• [WRITTEN INSTRUCTION]
Pick out and copy each line of the items below that contains the word "instance". Case counts.

++++ DATASET CONTENT ++++

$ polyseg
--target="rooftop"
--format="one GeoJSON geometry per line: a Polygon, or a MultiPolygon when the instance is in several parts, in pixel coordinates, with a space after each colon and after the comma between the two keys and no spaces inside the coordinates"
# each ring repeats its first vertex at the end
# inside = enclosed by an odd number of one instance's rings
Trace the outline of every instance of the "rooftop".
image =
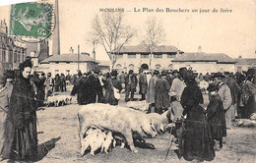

++++

• [TASK OUTPUT]
--format="one GeoJSON geometry per line: a Polygon, or a MultiPolygon when the instance is in several parts, in pixel coordinates, with a space after each colon and after the comma between the two keys and no spaces inside the coordinates"
# inside = enclosed by an odd number of one instance's rings
Trace the outline of every instance of the "rooftop".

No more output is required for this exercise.